:: PROVIDED DATA
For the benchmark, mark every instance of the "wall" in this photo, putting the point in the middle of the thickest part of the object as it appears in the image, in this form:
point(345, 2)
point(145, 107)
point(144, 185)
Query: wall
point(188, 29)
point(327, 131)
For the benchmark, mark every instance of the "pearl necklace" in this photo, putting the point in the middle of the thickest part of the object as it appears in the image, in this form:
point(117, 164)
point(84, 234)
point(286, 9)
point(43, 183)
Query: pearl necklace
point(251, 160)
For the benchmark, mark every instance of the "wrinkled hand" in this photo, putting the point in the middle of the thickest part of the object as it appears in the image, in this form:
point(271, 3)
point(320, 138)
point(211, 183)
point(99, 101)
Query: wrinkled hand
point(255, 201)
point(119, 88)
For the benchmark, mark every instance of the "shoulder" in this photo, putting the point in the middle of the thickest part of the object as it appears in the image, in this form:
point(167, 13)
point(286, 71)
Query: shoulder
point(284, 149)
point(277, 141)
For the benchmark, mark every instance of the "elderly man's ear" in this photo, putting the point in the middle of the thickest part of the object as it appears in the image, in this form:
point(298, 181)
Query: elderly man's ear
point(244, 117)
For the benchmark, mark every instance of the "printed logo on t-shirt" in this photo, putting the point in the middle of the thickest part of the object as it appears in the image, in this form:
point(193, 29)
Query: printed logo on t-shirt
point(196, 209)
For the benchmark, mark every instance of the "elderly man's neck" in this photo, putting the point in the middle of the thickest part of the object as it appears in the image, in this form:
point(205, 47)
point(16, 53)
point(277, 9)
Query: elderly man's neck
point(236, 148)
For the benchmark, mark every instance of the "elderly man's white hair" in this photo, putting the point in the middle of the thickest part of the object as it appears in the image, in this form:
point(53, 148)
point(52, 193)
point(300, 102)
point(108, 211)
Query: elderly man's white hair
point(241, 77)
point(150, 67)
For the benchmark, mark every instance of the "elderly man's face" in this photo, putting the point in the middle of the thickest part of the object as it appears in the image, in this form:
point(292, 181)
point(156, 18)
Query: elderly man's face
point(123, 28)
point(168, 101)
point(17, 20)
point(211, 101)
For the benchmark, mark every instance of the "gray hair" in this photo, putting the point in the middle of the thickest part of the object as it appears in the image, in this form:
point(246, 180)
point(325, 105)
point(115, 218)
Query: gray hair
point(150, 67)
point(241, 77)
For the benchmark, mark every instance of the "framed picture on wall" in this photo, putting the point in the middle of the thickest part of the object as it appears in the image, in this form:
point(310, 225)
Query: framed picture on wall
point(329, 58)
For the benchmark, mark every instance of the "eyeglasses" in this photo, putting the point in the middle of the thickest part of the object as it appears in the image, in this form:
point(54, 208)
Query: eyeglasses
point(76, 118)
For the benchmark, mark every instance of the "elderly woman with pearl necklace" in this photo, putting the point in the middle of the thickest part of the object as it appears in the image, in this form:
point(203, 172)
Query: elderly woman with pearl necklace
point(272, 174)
::::
▶ _PROBLEM STATEMENT_:
Reproduce the entire listing above word for word, keeping every line in its original order and form.

▶ _OUTPUT OF THE TASK_:
For the benchmark, mark every instance of the "wall" in this photo, putting the point in the middle of the thickest part of the object as it appears in the image, in this form:
point(345, 2)
point(145, 107)
point(144, 185)
Query: wall
point(188, 29)
point(327, 131)
For the benchmark, mark every instance of the "pearl necklace" in this photo, putting the point in the middle of the thickest part of the object as it appears in the image, in this form:
point(117, 164)
point(84, 234)
point(286, 9)
point(43, 183)
Query: pearl necklace
point(251, 160)
For the benchmark, mark every instance of the "wrinkled hand" in this photo, putting the point in the middle of the thickest part of the object as it appears in the image, in this form:
point(271, 3)
point(320, 138)
point(211, 183)
point(99, 101)
Query: wrinkled hand
point(255, 201)
point(119, 88)
For the benchmark, mark every instance of the "shoulder" in this photo, putting the point in the middle of the thickest part of the object as it appears in the image, in this form:
point(167, 13)
point(286, 71)
Query: shoulder
point(284, 149)
point(277, 141)
For the benchmark, mark every instance of the "elderly man's ear" in this photo, putting the point in the middle of the thickest part of the object as it appears in the image, in this form:
point(298, 181)
Query: elderly man's ear
point(244, 117)
For the benchmark, mark every instance of the "printed logo on t-shirt" in this photo, putting the point in the middle of the thickest part of the object as it appears in the image, in this form:
point(193, 29)
Query: printed logo on t-shirt
point(196, 209)
For the benchmark, mark every instance of the "elderly man's neck" in this photo, putting the point in the middle of the thickest part of the object as it appears in the image, in this form:
point(205, 47)
point(16, 53)
point(277, 9)
Query: elderly man's neck
point(236, 148)
For the benchmark, mark every instance of the "elderly man's white hair" in this photo, putting the point in the middle of the thickest part of the object as it appears in the image, in this form:
point(53, 148)
point(52, 193)
point(300, 102)
point(108, 211)
Query: elderly man's white hair
point(241, 77)
point(150, 67)
For the benchmark, mark every instance of the "elderly man's face" in this photo, putting the point in the middle of the thickest part of the object as it appears in the image, in this form:
point(292, 181)
point(156, 18)
Query: elderly man's face
point(123, 28)
point(168, 101)
point(17, 20)
point(211, 101)
For the benchmark, mark every instance of the "gray hair" in this photo, putting the point in the middle of the thickest part of the object as it appears in the image, in this form:
point(246, 180)
point(325, 105)
point(115, 218)
Query: gray hair
point(150, 67)
point(241, 77)
For the benchmark, mark every instance of the "framed picture on wall" in this photo, putting the point in the middle of the thickest part of the object as it appears in the image, in this form:
point(310, 225)
Query: framed picture on wall
point(329, 58)
For the benchmark, mark every instance of the "eyeglasses" in this photo, putting the point in the middle of the thickest part of the object as it appears in the image, in this form:
point(54, 208)
Query: eyeglasses
point(76, 118)
For the benchmark, mark every instance of the "elderly woman with pearl necklace" in this photo, putting the point in the middle of the thickest part of the object as it appears in the image, in this form:
point(203, 172)
Query: elderly woman with pearl necklace
point(272, 174)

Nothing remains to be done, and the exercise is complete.